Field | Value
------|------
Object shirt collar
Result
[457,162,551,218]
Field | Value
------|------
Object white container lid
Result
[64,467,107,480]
—————
* _Task brief_: Rename "Result" to "Box" throughout the lines above and reproduce them with nothing else changed.

* _Answer to the task_:
Field | Value
------|------
Object shirt collar
Box
[457,162,551,218]
Field | Value
------|------
Object white container lid
Box
[64,467,107,480]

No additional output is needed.